_WRITTEN TASK_
Report only how many lines of the data below contain the string "mist".

_DATA SUPPLIED_

━━━━━━━━━━

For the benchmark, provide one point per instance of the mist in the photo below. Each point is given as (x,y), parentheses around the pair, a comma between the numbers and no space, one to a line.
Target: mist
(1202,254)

━━━━━━━━━━

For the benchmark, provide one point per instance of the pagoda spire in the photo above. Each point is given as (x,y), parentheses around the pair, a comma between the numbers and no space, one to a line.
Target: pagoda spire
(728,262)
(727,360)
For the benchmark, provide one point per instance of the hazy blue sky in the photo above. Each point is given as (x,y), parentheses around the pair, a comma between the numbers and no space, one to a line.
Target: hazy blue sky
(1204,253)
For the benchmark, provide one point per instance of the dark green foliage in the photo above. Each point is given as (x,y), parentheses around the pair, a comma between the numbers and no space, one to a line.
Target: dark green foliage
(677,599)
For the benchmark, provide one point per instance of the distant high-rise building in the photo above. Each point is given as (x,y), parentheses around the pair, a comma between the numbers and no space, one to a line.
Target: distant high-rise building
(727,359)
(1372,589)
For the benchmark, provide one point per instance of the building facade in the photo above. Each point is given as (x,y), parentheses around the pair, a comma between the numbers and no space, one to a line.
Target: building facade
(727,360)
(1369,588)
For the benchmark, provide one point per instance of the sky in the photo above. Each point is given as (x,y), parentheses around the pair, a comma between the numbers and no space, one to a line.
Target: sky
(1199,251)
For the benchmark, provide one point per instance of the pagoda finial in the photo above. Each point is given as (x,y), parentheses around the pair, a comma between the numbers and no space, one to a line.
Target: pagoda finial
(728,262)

━━━━━━━━━━

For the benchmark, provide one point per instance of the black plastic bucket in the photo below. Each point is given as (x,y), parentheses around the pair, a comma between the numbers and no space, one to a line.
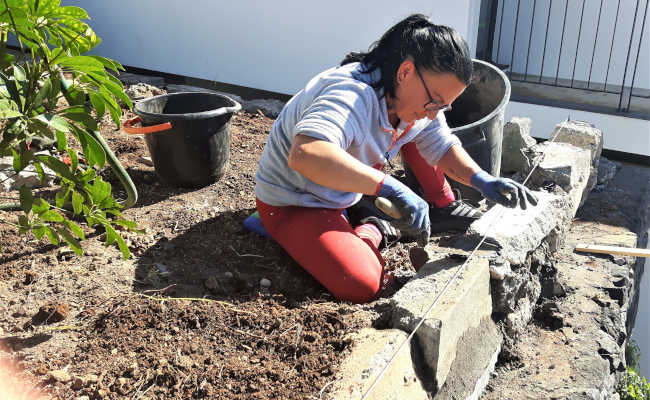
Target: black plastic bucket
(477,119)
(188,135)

━━━━━━━━━━

_RESPONSE TO THIS EXERCISE_
2